(THE TASK): Below are records; transcribe only the line with "target | spectator" and those after it, through the last line, without any change.

(MATERIAL PROVIDED):
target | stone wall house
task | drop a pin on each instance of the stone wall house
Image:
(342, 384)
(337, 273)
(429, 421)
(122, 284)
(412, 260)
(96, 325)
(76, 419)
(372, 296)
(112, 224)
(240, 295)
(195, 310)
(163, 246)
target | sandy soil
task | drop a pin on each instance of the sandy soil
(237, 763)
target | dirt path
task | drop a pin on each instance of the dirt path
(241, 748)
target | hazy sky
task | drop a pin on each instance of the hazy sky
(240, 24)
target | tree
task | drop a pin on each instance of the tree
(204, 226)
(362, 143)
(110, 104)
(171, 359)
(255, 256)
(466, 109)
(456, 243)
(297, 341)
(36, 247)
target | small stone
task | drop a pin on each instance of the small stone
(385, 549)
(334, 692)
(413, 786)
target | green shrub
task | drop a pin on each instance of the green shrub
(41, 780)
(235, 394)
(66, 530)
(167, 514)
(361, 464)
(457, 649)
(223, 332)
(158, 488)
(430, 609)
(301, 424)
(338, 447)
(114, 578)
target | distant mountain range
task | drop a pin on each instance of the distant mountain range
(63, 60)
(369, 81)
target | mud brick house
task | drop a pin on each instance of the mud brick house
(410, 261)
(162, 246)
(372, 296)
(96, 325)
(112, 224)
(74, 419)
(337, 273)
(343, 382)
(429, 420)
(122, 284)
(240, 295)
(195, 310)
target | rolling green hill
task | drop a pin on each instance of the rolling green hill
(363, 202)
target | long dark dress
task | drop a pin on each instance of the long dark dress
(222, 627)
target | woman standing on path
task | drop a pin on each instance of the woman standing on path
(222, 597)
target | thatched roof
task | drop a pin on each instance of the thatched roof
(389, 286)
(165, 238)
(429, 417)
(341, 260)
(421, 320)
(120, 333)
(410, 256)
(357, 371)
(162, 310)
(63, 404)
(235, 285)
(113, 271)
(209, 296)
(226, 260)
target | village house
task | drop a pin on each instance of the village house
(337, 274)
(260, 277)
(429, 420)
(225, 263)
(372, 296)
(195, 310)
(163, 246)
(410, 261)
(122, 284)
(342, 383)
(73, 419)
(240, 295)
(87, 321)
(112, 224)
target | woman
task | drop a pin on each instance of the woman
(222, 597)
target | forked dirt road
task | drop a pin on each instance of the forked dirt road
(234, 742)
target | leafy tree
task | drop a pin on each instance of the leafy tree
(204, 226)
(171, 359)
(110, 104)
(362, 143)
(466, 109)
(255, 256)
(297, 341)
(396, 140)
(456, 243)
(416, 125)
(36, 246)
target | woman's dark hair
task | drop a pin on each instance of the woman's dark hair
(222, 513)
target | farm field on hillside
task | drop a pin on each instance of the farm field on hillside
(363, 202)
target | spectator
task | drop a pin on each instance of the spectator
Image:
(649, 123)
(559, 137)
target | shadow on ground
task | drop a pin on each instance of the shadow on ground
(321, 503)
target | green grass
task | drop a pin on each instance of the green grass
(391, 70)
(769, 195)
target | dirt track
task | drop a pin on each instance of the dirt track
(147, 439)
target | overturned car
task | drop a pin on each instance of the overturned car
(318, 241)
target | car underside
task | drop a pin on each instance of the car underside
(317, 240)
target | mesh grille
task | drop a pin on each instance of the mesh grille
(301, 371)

(ANSWER TO THIS TASK):
target | spectator
task | drop a pin on each instance of the spectator
Image:
(649, 123)
(559, 137)
target | shadow on ground
task | drop a pin on each instance of the shadow on ground
(321, 503)
target | green grass
task | drop a pin on each instance of the green grass
(391, 70)
(769, 195)
target | dirt track
task | drop a pin on each instance of the dirt track
(147, 439)
target | overturned car
task | drop a pin on each instance of the overturned car
(318, 241)
target | car underside
task | drop a pin on each instance of the car underside
(317, 240)
target | mesh grille
task | drop a pin on each instance of the mesh grille
(301, 371)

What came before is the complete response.